* SHORT TASK: What follows is a set of records, each of which is to be written out exactly.

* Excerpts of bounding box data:

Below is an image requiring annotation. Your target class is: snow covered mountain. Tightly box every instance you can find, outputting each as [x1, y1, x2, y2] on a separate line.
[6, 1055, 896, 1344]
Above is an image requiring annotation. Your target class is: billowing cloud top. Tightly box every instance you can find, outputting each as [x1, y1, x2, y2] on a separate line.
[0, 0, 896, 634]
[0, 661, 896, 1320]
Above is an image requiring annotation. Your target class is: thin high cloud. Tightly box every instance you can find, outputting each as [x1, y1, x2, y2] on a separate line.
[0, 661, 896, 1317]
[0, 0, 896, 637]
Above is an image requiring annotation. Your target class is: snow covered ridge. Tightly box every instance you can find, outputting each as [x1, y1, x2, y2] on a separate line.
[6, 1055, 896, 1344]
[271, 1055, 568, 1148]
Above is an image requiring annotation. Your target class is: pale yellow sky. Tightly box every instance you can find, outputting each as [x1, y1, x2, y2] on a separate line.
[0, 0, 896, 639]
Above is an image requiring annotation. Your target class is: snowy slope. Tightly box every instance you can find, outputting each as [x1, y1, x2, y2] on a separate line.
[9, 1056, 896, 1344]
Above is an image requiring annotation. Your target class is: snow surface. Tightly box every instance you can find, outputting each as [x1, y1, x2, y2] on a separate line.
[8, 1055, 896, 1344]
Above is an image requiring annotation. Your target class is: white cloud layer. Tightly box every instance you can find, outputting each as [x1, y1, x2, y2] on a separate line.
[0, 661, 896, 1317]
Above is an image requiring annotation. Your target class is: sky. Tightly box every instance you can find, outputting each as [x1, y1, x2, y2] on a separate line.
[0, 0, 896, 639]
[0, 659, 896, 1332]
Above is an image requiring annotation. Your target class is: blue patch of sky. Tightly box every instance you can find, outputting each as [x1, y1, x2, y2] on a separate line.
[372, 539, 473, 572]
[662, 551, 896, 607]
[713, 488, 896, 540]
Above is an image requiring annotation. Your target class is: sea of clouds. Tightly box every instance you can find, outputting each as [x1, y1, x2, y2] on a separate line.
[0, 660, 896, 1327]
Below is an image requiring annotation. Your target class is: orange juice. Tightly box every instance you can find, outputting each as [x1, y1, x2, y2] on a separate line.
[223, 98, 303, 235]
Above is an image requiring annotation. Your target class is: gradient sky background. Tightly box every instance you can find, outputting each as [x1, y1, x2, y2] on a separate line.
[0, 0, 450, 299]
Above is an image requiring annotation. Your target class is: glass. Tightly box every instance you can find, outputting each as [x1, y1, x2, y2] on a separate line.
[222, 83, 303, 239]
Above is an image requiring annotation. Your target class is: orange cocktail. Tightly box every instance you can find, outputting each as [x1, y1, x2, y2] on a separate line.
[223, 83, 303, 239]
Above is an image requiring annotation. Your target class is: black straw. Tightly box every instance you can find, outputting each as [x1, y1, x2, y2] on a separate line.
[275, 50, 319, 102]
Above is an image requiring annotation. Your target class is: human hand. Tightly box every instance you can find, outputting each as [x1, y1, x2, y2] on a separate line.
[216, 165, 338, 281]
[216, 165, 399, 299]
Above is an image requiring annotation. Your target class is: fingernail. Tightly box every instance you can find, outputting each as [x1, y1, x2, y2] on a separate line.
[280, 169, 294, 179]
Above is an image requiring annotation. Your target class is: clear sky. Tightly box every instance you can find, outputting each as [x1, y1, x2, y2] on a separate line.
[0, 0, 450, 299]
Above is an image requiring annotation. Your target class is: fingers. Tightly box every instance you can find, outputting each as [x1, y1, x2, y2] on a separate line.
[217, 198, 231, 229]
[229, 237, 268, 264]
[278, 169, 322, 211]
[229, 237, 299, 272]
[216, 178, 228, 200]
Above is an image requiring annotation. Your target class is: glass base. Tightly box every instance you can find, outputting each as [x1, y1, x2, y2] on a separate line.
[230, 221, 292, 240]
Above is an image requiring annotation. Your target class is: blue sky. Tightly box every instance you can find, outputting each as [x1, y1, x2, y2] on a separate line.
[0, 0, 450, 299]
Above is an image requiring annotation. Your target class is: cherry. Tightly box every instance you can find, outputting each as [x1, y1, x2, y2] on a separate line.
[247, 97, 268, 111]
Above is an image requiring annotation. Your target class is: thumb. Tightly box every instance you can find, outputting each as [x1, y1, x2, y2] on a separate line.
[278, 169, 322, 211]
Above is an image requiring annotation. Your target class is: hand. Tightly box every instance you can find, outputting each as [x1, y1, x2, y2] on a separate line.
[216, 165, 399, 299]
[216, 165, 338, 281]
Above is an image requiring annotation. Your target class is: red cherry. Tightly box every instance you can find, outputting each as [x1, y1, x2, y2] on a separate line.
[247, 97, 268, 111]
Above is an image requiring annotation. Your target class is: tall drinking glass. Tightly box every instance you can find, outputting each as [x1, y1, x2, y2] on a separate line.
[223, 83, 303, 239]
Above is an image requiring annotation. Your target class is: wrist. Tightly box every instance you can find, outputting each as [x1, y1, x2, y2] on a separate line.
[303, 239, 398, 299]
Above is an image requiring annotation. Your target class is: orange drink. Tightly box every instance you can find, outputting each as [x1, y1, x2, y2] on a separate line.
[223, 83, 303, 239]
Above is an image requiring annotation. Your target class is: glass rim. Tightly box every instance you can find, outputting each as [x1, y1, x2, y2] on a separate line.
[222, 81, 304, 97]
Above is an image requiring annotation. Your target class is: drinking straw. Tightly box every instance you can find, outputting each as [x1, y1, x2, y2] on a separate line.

* ANSWER IN FULL:
Below is an image requiring annotation. Your target class is: snow covered mountain. Tightly box every instance you can find, outputting each as [x1, y1, x2, y2] on a separate line.
[6, 1055, 896, 1344]
Above is an image requiring annotation. Your target class is: billowing cloud top. Tightly box every instance you can find, outputting each as [x1, y1, x2, y2] on a separate line.
[0, 0, 896, 634]
[0, 661, 896, 1320]
Above is an image requiring annotation. Your target class is: thin high cloud. Tightly box every instance you can find, outputting each as [x1, y1, x2, y2] on a separate line.
[0, 661, 896, 1317]
[0, 0, 896, 637]
Above is an image requiring annotation. Your target class is: snow covered ridge. Tightly box every instance you can find, outputting each as [x1, y1, x2, y2] on a separate line.
[6, 1055, 896, 1344]
[271, 1055, 568, 1148]
Above is an image requiring annotation. Your target class is: pale yellow sky. Tightly box every instance you can find, outputting each as [x1, y1, x2, y2] on a separate line.
[0, 0, 896, 639]
Above is an image requiring annotation. Your target class is: snowy slope. Tightly box every instance you can find, outputting each as [x1, y1, x2, y2] on a separate line.
[9, 1056, 896, 1344]
Above is an image requiring annotation. Your target class is: snow surface. Tightly box every instance you can find, outputting each as [x1, y1, x2, y2] on a separate line.
[8, 1055, 896, 1344]
Above is an image requiring annotation. Your target class is: white cloud layer. Tightly box every instance you can find, outputting each as [x1, y1, x2, y2] on a separate line.
[0, 661, 896, 1317]
Above is an image requiring annotation. Your target class is: sky. Tightly box every instance you can find, outputting each as [x1, y1, x2, y2] on a separate line.
[0, 0, 896, 639]
[0, 659, 896, 1332]
Above is an image requiring annotation. Your target class is: blue patch of sky. Tightly box every instance you can find, outputting each as [x1, y1, x2, y2] on a separate line.
[372, 539, 473, 572]
[662, 551, 896, 607]
[713, 488, 896, 540]
Above is an image requiring annotation. Your target class is: sea of clouds. Tightly box every instance you can find, outputting each as [x1, y1, x2, y2] on a separate line.
[0, 660, 896, 1327]
Below is an image requiring annotation. Your target class is: orange juice. Tightly box every instance you can find, outputting each as [x1, y1, x2, y2] on a separate line.
[223, 98, 303, 235]
Above is an image requiring annotation. Your target class is: gradient sky background. Tightly box every instance you can find, outputting each as [x1, y1, x2, y2] on a separate line.
[0, 0, 450, 299]
Above is an image requiring annotation. Your target class is: glass. Tightly box every instance you can find, outputting each as [x1, y1, x2, y2] on a separate line.
[222, 83, 303, 239]
Above is an image requiring annotation. Your target class is: orange cocktail. Tightly box every instance you can find, outputting each as [x1, y1, x2, y2] on a separate line.
[223, 83, 303, 239]
Above is an image requiring annotation. Your target class is: black straw. Tightly box every instance you can find, outputting each as [x1, y1, x2, y2] on a separate line.
[275, 50, 319, 102]
Above is an image requiring annotation. Your target class is: human hand. Tightly box every instance you can find, outputting each as [x1, y1, x2, y2] on a separate line.
[216, 165, 338, 281]
[216, 165, 399, 299]
Above is an image requiring annotation. Your target class is: fingernail. Tightly box every instance you can find, outputting each as [x1, y1, x2, y2] on a separate line.
[280, 169, 294, 179]
Above is an image requiring annotation. Your target class is: clear sky. Tightly box every instance you can find, outputting each as [x1, y1, x2, y2] on a separate line.
[0, 0, 450, 299]
Above is an image requiring annotation. Your target class is: fingers. Tightly box every instance you can find, outputting each as [x1, y1, x2, y2] on a separate line.
[217, 198, 231, 229]
[229, 237, 268, 264]
[278, 169, 322, 211]
[229, 237, 299, 272]
[216, 178, 228, 200]
Above is an image requiring annotation. Your target class is: glass base. Tightly box every instance you can find, outputting each as [x1, y1, x2, y2] on a separate line.
[230, 221, 292, 240]
Above is an image requiring annotation. Your target class is: blue sky. Tightly box every instance you can find, outputting each as [x1, y1, x2, y2] on a separate line.
[0, 0, 450, 299]
Above is an image requiring annotation. Your target class is: cherry. Tightly box every instance you can find, outputting each as [x1, y1, x2, y2] on a separate line.
[247, 97, 268, 111]
Above is an image requiring annotation. Your target class is: thumb. Tightly box every instance you can find, outputting each as [x1, y1, x2, y2] on a separate line.
[278, 169, 322, 211]
Above is an image requiring annotation. Your target class is: hand. Tightly box every instance you can find, outputting each as [x1, y1, x2, y2] on a separate line.
[216, 165, 399, 299]
[216, 165, 338, 281]
Above is an image requiring annotation. Your target class is: red cherry. Tightly box every instance you can find, outputting each as [x1, y1, x2, y2] on a separate line.
[247, 97, 268, 111]
Above is an image requiring annotation. Your target class is: tall drinking glass. Tightly box every instance you can find, outputting each as [x1, y1, x2, y2] on a separate line.
[223, 83, 303, 239]
Above is an image requiring annotation. Your target class is: wrist. Tightly box every instance you can find, outputting each as [x1, y1, x2, y2] on a separate line.
[303, 239, 398, 299]
Above is an image requiring annotation. Your target class is: orange drink. Tightly box every instance you can find, outputting each as [x1, y1, x2, y2] on a separate line.
[223, 83, 303, 239]
Above is an image requiring annotation. Your target class is: glass rim. Tightly box every instance you can find, outputting each as [x1, y1, x2, y2] on a separate line.
[222, 81, 304, 97]
Above is an image requiring annotation. Your target class is: drinking straw. Tightly box every instance you can find, outputting each as [x1, y1, x2, y2] on a separate line.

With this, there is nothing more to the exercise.